WHAT YOU HAVE TO DO ::
Reproduce the material verbatim, beginning with the line that contains "100V91L492 99ZM478 101L403" and continuing through the end of the material, with both ends included.
[[ TASK DATA open ]]
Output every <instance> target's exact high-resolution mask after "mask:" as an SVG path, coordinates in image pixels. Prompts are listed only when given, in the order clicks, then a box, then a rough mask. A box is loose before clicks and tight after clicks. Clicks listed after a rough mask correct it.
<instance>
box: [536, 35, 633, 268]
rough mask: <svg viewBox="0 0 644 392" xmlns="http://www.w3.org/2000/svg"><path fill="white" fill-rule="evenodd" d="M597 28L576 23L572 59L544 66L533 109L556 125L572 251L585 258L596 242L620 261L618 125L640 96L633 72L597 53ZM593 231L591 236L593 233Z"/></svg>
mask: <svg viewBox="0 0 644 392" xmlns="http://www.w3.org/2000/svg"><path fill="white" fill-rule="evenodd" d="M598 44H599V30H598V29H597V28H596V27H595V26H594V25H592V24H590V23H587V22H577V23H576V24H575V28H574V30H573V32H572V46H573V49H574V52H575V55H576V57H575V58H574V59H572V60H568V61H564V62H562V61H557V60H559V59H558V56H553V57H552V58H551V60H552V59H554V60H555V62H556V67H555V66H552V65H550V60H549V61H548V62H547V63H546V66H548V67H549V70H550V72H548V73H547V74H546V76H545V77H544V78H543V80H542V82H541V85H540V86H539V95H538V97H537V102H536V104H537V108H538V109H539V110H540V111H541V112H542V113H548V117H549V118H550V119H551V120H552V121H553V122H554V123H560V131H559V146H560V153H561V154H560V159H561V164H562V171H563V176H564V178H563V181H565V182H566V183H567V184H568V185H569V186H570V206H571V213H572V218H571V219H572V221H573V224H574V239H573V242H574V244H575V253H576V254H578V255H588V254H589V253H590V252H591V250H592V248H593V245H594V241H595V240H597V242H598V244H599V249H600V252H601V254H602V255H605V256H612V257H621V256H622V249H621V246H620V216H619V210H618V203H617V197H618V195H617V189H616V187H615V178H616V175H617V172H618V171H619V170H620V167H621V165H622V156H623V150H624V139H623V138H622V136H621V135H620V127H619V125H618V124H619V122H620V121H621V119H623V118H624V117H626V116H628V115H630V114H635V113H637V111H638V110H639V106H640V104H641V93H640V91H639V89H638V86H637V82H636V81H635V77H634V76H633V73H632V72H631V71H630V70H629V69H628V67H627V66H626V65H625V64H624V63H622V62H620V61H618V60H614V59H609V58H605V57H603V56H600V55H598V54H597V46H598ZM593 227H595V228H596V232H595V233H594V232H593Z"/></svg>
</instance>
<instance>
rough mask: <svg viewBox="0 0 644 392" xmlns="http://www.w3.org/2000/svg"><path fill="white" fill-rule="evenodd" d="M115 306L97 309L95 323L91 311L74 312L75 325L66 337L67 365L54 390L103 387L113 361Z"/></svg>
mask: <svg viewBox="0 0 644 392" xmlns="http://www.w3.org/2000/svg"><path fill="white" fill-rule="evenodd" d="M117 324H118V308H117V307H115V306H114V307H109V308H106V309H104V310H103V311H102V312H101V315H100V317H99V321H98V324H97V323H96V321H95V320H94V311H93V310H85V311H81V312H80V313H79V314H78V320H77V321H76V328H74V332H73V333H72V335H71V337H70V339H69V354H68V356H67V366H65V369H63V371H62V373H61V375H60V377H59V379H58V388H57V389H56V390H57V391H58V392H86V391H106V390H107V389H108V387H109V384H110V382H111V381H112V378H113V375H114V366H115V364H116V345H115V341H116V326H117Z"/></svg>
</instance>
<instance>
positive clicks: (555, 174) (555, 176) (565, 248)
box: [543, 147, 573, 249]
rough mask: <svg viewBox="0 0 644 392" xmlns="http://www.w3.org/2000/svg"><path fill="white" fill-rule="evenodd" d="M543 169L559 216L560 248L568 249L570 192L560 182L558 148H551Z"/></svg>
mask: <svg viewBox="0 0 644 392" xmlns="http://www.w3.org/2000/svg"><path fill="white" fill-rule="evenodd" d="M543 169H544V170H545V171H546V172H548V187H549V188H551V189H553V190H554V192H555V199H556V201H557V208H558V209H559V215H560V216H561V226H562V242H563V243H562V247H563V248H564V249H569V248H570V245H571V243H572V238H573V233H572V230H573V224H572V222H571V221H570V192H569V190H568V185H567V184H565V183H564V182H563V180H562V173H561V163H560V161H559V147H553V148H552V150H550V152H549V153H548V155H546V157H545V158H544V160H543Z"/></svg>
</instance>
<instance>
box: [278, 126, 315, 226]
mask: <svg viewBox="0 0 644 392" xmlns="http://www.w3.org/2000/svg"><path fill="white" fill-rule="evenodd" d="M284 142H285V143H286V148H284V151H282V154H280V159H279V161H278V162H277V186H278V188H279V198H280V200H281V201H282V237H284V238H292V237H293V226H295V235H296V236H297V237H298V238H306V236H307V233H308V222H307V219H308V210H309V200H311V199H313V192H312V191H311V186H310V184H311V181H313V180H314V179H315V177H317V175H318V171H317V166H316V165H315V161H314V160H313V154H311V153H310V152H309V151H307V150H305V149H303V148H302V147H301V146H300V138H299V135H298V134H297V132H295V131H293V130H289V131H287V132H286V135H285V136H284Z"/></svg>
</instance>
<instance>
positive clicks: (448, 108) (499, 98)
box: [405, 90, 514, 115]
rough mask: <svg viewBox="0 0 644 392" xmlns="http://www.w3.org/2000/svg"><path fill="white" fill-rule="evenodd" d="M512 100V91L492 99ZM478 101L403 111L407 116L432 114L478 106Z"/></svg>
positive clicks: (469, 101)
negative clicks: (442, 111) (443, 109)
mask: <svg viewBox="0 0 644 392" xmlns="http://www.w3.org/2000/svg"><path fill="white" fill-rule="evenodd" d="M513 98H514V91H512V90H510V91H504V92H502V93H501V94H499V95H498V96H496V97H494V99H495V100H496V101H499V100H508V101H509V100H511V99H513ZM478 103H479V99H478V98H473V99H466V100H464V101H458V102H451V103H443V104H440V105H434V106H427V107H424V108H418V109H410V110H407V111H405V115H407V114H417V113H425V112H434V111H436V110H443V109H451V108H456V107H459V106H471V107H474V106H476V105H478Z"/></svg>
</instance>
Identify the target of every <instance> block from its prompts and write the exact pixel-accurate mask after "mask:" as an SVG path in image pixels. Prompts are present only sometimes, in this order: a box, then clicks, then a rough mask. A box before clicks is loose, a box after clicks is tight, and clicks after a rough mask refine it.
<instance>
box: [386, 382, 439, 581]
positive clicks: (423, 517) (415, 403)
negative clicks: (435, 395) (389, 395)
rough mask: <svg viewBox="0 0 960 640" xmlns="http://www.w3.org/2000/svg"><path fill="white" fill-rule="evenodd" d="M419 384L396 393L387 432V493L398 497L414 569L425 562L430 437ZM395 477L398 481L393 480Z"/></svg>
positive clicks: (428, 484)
[[ TASK DATA closed ]]
RESPONSE BOX ::
rough mask: <svg viewBox="0 0 644 392" xmlns="http://www.w3.org/2000/svg"><path fill="white" fill-rule="evenodd" d="M512 100V91L492 99ZM478 101L403 111L407 116L432 114L478 106Z"/></svg>
positive clicks: (469, 101)
negative clicks: (442, 111) (443, 109)
mask: <svg viewBox="0 0 644 392" xmlns="http://www.w3.org/2000/svg"><path fill="white" fill-rule="evenodd" d="M513 98H514V91H512V90H510V91H504V92H502V93H501V94H499V95H498V96H496V97H494V99H495V100H496V101H499V100H508V101H509V100H511V99H513ZM478 103H479V99H478V98H473V99H466V100H464V101H458V102H451V103H443V104H440V105H434V106H427V107H424V108H418V109H410V110H407V111H405V115H407V114H417V113H425V112H434V111H436V110H443V109H451V108H456V107H459V106H471V107H474V106H476V105H478Z"/></svg>
</instance>
Identify the target of every <instance> block from its prompts and write the exact pixel-accurate mask after "mask:" as an SVG path in image pixels. Prompts are present only sometimes, in this order: a box, then clicks, then a rough mask. A box before clicks is loose, a box after clicks is tight, and clicks after a rough mask refine it.
<instance>
box: [386, 382, 439, 581]
positive clicks: (423, 517) (415, 403)
negative clicks: (435, 395) (389, 395)
rough mask: <svg viewBox="0 0 960 640" xmlns="http://www.w3.org/2000/svg"><path fill="white" fill-rule="evenodd" d="M419 384L396 393L387 432V493L398 497L414 569L425 562L430 437ZM395 477L398 481L393 480Z"/></svg>
positive clicks: (428, 484)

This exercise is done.